August 9, 2024

Red folder

Bloody OUCH!

Red folder
Photo by Jean Lucas Camilo / Unsplash
assorted medication tables and capsules
Photobu by freestocks / Unsplash.

Pain, how to deal with it or not...

A few days ago I met a very nice woman in the palliative care team from St. Lukes hospice. I had a review of my medication, and tried to come up with a new strategy to deal with the incessant pain that my primary tumour caused after damaging my spinal cord, and causing a spinal cord compression.

I recently had a lidocaine infusion to try to alleviate the neuropathic pain that the cancer has caused. The infusion has made things more bearable but the pain is still there. I am on a cornucopia of drugs. Morphine, Oxycodone, anti-epilepsiy drugs, and tricyclic drugs, and the NHS favourite Gabapentin. I try not to swig the morphine because it can depress your heart rate and breathing.

[Entries drawn from a collection]

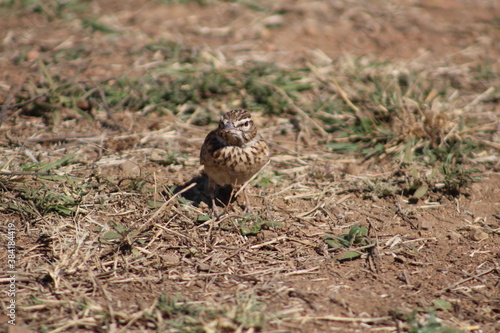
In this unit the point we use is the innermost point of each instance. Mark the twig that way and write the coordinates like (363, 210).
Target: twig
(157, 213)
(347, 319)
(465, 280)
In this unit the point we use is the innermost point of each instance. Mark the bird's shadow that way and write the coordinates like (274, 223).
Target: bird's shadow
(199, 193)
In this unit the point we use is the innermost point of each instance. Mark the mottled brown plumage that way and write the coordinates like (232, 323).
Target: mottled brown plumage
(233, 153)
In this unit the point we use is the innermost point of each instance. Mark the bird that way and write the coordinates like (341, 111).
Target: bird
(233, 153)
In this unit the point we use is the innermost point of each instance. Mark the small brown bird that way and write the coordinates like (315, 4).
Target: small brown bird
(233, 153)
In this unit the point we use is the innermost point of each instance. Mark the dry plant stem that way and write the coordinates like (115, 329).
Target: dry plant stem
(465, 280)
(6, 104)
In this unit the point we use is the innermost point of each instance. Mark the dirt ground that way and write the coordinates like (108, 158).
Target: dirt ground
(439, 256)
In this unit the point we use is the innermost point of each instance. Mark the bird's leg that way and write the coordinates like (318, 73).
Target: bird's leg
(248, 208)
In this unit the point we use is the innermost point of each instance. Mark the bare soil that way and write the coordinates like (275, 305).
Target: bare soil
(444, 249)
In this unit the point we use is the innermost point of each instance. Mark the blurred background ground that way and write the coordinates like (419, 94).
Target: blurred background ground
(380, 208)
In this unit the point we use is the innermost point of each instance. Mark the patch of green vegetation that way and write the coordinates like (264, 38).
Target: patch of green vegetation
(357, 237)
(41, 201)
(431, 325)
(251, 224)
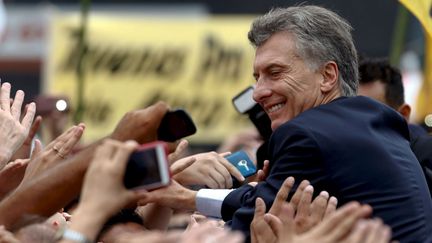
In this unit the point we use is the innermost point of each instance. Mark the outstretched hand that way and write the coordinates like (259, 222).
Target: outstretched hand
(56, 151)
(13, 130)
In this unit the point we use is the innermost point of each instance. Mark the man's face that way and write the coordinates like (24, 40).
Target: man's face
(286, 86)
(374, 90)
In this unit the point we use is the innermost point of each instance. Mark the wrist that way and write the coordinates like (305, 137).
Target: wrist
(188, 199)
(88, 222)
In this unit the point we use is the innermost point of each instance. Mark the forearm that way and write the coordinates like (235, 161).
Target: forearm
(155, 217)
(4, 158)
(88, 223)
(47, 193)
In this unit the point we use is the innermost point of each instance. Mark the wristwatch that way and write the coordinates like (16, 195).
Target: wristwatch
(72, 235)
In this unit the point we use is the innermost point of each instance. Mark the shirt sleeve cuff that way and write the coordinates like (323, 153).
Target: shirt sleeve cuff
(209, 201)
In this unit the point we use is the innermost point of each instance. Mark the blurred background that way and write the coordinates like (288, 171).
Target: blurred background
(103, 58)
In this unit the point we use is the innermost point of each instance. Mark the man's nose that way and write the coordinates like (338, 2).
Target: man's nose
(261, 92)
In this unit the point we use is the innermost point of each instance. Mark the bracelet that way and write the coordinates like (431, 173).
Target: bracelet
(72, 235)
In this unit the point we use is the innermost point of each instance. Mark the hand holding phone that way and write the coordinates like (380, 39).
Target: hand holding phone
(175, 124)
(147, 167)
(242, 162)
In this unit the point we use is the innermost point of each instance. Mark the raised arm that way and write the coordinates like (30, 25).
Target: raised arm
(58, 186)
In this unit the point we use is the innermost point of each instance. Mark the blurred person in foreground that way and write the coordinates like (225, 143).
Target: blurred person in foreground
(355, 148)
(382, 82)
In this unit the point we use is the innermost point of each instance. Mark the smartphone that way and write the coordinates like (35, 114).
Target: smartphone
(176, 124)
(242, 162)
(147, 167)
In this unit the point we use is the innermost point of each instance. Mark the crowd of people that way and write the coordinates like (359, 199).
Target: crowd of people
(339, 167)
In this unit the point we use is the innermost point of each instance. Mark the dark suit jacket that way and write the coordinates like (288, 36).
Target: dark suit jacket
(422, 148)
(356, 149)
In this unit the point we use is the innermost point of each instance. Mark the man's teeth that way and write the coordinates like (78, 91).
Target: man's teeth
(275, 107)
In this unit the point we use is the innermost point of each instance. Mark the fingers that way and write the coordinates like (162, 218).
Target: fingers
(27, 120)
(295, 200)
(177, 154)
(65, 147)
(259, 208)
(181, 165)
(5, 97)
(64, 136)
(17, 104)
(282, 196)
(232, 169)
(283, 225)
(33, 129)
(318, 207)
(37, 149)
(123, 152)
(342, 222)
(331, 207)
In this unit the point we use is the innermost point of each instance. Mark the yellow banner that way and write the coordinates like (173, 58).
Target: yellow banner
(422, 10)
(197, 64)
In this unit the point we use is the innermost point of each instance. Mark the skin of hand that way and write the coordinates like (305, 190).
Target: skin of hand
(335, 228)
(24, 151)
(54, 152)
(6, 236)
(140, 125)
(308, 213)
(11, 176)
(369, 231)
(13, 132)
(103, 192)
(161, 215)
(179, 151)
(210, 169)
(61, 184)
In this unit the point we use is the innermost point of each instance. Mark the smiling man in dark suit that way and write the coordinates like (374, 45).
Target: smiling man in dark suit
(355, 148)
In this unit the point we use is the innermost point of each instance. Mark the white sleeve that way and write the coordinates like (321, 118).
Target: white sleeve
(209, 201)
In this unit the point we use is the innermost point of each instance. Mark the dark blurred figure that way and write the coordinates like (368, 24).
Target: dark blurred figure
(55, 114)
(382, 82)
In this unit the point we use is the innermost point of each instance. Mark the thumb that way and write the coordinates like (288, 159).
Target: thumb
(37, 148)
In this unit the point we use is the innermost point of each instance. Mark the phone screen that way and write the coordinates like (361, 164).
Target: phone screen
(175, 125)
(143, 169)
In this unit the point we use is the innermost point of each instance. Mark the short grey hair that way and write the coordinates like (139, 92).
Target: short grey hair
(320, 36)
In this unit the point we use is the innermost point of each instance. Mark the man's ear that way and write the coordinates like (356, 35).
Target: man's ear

#### Exercise instructions:
Reproduce the post about dealing with pain in full, word for word and with the same line breaks.

#### Task result:
August 9, 2024

Red folder

Bloody OUCH!

Red folder
Photo by Jean Lucas Camilo / Unsplash
assorted medication tables and capsules
Photobu by freestocks / Unsplash.

Pain, how to deal with it or not...

A few days ago I met a very nice woman in the palliative care team from St. Lukes hospice. I had a review of my medication, and tried to come up with a new strategy to deal with the incessant pain that my primary tumour caused after damaging my spinal cord, and causing a spinal cord compression.

I recently had a lidocaine infusion to try to alleviate the neuropathic pain that the cancer has caused. The infusion has made things more bearable but the pain is still there. I am on a cornucopia of drugs. Morphine, Oxycodone, anti-epilepsiy drugs, and tricyclic drugs, and the NHS favourite Gabapentin. I try not to swig the morphine because it can depress your heart rate and breathing.